> [THE TASK]:
Your answer should be the full listing, copied word for word.

=== GIVEN ENTRIES ===

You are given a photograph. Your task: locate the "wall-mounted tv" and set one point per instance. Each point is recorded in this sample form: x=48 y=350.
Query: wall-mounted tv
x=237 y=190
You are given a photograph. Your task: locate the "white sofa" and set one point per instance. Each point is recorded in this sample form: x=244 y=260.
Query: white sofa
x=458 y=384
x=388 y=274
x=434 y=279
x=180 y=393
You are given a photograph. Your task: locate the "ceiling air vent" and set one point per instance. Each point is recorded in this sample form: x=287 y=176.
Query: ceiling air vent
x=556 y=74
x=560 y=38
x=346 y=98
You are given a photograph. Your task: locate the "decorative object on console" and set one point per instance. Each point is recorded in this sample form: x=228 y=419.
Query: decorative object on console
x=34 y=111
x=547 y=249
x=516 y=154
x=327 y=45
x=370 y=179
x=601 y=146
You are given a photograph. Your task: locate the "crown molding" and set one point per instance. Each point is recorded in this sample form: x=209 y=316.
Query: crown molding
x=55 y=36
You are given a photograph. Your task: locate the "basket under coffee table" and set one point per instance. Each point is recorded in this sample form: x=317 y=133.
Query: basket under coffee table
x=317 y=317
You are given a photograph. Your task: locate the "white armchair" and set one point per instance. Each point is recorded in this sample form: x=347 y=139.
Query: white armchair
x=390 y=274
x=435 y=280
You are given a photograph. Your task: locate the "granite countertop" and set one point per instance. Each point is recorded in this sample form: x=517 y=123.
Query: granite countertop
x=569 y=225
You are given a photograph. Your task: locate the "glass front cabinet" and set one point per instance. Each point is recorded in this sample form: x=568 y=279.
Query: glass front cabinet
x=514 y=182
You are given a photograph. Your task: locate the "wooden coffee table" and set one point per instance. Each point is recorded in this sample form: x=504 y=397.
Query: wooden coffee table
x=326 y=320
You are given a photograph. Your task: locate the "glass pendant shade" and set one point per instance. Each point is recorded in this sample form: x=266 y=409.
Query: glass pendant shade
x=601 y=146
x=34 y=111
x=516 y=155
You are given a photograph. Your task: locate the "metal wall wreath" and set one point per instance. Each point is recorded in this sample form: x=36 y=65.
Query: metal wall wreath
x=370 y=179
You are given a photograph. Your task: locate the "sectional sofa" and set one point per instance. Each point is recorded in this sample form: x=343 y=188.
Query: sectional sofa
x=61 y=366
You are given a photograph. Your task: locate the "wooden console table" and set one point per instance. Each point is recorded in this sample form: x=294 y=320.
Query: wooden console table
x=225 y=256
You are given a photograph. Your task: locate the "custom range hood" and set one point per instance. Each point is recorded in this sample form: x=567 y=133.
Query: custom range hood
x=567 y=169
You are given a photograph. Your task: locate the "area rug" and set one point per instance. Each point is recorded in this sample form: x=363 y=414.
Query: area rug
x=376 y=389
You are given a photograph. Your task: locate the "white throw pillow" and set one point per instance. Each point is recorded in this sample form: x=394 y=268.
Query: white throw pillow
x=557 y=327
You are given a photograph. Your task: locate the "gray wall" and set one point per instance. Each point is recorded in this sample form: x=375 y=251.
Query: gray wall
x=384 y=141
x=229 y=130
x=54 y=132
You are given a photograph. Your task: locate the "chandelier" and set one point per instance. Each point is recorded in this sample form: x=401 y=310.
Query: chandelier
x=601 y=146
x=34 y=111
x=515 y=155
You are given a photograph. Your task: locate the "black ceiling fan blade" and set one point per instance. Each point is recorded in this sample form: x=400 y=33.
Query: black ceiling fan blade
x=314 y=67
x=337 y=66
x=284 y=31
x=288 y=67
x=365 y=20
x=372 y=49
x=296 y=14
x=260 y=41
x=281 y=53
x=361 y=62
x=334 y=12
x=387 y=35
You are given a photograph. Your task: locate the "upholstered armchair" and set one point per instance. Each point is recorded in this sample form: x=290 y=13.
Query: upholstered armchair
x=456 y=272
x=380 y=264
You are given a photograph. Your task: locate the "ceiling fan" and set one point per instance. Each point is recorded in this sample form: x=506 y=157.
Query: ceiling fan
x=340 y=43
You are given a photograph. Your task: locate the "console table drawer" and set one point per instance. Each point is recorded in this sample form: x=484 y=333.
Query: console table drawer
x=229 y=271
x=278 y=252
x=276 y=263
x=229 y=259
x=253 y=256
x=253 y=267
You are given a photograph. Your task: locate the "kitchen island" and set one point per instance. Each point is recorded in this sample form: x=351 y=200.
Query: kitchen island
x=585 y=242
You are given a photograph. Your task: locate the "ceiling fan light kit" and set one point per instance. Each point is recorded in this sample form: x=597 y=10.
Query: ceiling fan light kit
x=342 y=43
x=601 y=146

===

> [SOLUTION FOR THIS PROBLEM]:
You are given a photograph. Your task: locate the "wall-mounted tv" and set one point per instance. Each point is recorded in this sample form: x=48 y=350.
Query: wall-mounted tv
x=237 y=190
You are given a photograph. Your task: locate the "white sofa" and set one point per instance. Each point is recorded in this sample form: x=244 y=260.
Query: white sofa
x=458 y=384
x=388 y=274
x=434 y=279
x=180 y=393
You are given a photograph. Your task: locate the "ceiling air vent" and set one point per instance. Each point is recorded in this sample form: x=287 y=176.
Query: ceiling air vent
x=556 y=74
x=560 y=38
x=346 y=98
You are given a photograph. Your task: locate the "decorative object on console" and set one point per instance. Each point is recorded in this sample form: x=228 y=419.
Query: decorative object on console
x=34 y=111
x=547 y=249
x=516 y=154
x=327 y=45
x=370 y=179
x=601 y=146
You are given a photograph. Your task: locate the "crown molding" and set one point per instance. Each point is recorded in this sample form: x=209 y=316.
Query: crown molding
x=55 y=36
You are given a photograph. Your task: locate the "basket under coffee table" and set one point per instance. Each point is recorded in this sample form: x=317 y=133.
Query: basket under coffee table
x=317 y=317
You are given a photograph. Your task: locate the "white armchair" and set one point per instance. Each point is recorded in this sample form: x=347 y=139.
Query: white armchair
x=390 y=274
x=435 y=280
You are given a photograph. Your task: locate the "granite countertop" and set one point per instance. Each point is recorded in this sample form: x=517 y=123.
Query: granite countertop
x=569 y=225
You are given a photograph. Your task: locate the "glass front cabinet" and set one point per instance. Each point is recorded in this sample form: x=568 y=279.
Query: glass front cabinet
x=514 y=182
You are given a photograph. Your task: locate the "wooden coffee table" and set one point per instance. Each point is recorded in this sample form: x=504 y=397.
Query: wooden coffee table
x=326 y=320
You are given a photograph. Your task: locate the "glass pendant shade" and set one point per instance. Each point is recorded in this sample form: x=266 y=409.
Query: glass pendant shade
x=601 y=146
x=34 y=111
x=516 y=155
You are given a photograph. Your task: locate the "metal wall wreath" and set one point per instance. Each point is recorded in this sample form: x=36 y=65.
Query: metal wall wreath
x=370 y=179
You are given a photograph. Your task: locate the "sectional sofa" and set one point per instance. Each point is recorded in this sample form: x=343 y=188.
Query: sectional sofa
x=61 y=366
You are given a photograph. Your task: locate the "wooden console table" and set one point per instance. Each point is recorded in this sample form: x=294 y=320.
Query: wooden console table
x=225 y=256
You are given a photograph. Your task: locate the "custom range hood" and set one point per instance. Each point is recorded in this sample form: x=567 y=133.
Query: custom range hood
x=567 y=169
You are given a photograph. Your task: locate the "area rug" and set one point per instance. Each point is recorded in this sample form: x=363 y=414.
Query: area rug
x=376 y=389
You are given a photograph. Your task: locate the "white throw pillow" and set one point per instance. Each point is recorded in this sample form: x=394 y=268.
Query: white throw pillow
x=557 y=327
You are given a photograph. Your task: locate the "gray wall" and set one point per instance. Each point is recorded in this sample form: x=375 y=251.
Query: gray wall
x=384 y=141
x=229 y=130
x=54 y=132
You are given a photograph. Your task: locate the "chandelier" and set one point per instance. Each point is recorded in this sample form: x=401 y=310.
Query: chandelier
x=601 y=146
x=34 y=111
x=515 y=155
You are given a photograph. Your task: locate the "black ceiling fan blade" and set one point per instance. Each point is recorded in this sample form: x=400 y=33.
Query: black ceiling fan blade
x=314 y=67
x=337 y=66
x=284 y=31
x=288 y=67
x=365 y=20
x=372 y=49
x=296 y=14
x=260 y=41
x=281 y=53
x=361 y=62
x=334 y=12
x=387 y=35
You are given a photograph. Your task: locate the "upholstered armchair" and set one point per instance. Each point is recorded in this sample form: x=290 y=13.
Query: upholstered armchair
x=456 y=272
x=380 y=264
You are given a photograph. Your task: locate the "ceiling fan" and set one point per instance. Each point is recorded in this sample form: x=506 y=157.
Query: ceiling fan
x=340 y=43
You are given a photograph. Your task: locate the "console table drawer" and set one point per instance. Each point is recorded in this sample form: x=484 y=333.
Query: console table drawer
x=229 y=271
x=278 y=252
x=276 y=263
x=229 y=259
x=253 y=256
x=253 y=267
You are given a photograph. Your task: locate the "kitchen island" and set one point per instance. Each point is recorded in this sample form: x=351 y=200.
Query: kitchen island
x=585 y=242
You are given a photograph. Your task: locate the "ceiling fan light kit" and set one point per instance. Each point is recorded in this sample form: x=597 y=10.
Query: ceiling fan light kit
x=342 y=43
x=601 y=146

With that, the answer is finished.